_WORK TO BE COMPLETED_
Retype the listing word for word, starting at the line that contains "Mark the red rock" and ending with the final line of the listing.

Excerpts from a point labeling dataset
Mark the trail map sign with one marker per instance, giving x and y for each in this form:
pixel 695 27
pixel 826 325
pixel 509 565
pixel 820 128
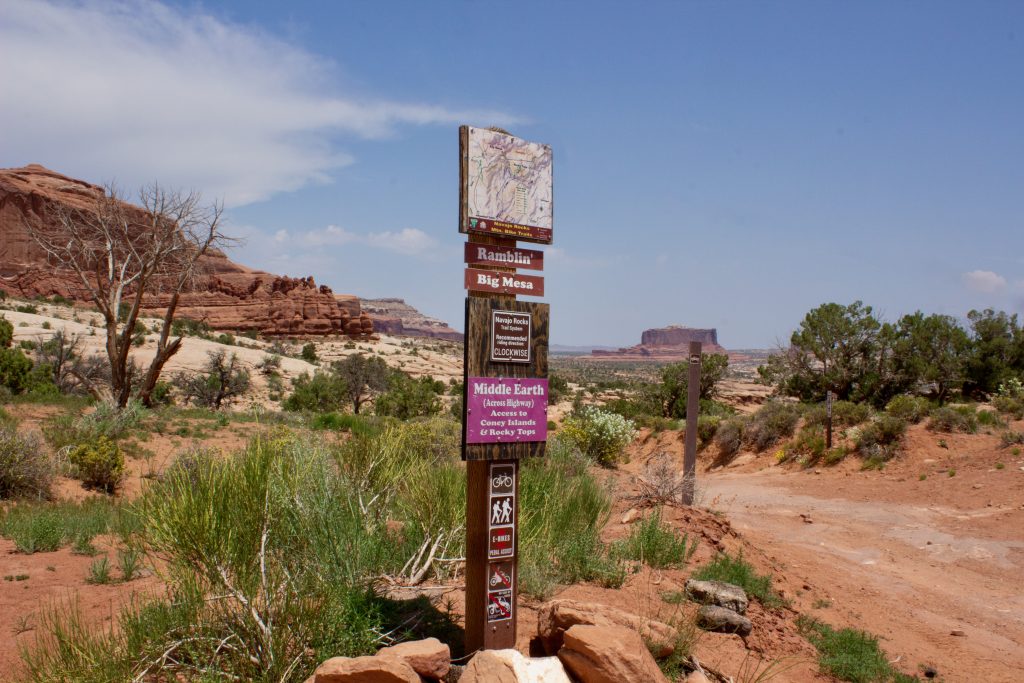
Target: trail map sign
pixel 508 188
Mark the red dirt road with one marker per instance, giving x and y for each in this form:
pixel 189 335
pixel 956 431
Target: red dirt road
pixel 896 559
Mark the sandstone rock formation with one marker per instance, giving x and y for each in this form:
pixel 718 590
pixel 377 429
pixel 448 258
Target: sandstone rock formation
pixel 557 616
pixel 394 316
pixel 226 296
pixel 608 654
pixel 671 343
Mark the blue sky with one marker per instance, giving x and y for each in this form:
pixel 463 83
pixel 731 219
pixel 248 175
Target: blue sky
pixel 724 164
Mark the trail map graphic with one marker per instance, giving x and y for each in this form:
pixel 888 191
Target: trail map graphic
pixel 508 185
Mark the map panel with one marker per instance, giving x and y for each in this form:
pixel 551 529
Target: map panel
pixel 507 185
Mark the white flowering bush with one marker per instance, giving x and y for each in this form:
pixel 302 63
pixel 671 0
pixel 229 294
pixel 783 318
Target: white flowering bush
pixel 599 434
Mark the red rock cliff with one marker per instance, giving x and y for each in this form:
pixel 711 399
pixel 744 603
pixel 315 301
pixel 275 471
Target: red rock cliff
pixel 227 296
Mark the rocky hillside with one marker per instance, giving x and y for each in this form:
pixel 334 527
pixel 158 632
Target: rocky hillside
pixel 227 296
pixel 671 343
pixel 394 316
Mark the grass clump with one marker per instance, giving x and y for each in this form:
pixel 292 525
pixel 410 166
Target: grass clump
pixel 953 419
pixel 909 409
pixel 100 465
pixel 850 654
pixel 655 544
pixel 26 469
pixel 599 434
pixel 39 527
pixel 738 571
pixel 774 422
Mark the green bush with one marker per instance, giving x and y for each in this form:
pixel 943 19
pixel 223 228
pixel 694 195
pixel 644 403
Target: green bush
pixel 909 409
pixel 845 414
pixel 1010 406
pixel 885 430
pixel 953 419
pixel 322 392
pixel 850 654
pixel 655 544
pixel 100 465
pixel 774 422
pixel 738 571
pixel 26 469
pixel 599 434
pixel 407 398
pixel 729 436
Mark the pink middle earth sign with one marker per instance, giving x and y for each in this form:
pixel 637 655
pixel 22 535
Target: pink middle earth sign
pixel 506 410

_SOLUTION TO THIS EXERCISE_
Mark the red rock cliff with one marker per instance, giving x and y for each in this form:
pixel 711 399
pixel 744 603
pixel 315 301
pixel 275 471
Target: red rock cliff
pixel 227 296
Mark the rocky hillside with one marker per instance, giving x and y for each in this form:
pixel 334 527
pixel 158 632
Target: rocky hillside
pixel 227 296
pixel 671 343
pixel 394 316
Mark the grass clump with one marker per instance, giving x and y for each in this form:
pixel 292 525
pixel 410 166
Target: grass clump
pixel 953 419
pixel 909 409
pixel 100 465
pixel 850 654
pixel 655 544
pixel 26 469
pixel 599 434
pixel 39 527
pixel 738 571
pixel 774 422
Mark the green bush with one marker per instance, giving x and y for each in this form:
pixel 943 19
pixel 223 228
pixel 694 195
pixel 644 403
Target: green bush
pixel 909 409
pixel 845 414
pixel 1010 406
pixel 885 430
pixel 953 419
pixel 322 392
pixel 850 654
pixel 655 544
pixel 100 465
pixel 774 422
pixel 738 571
pixel 26 469
pixel 599 434
pixel 407 398
pixel 729 436
Mark the pink middle earth sign with one marker per instance, giving x and y for each in this form:
pixel 637 655
pixel 22 535
Target: pink middle earth sign
pixel 506 410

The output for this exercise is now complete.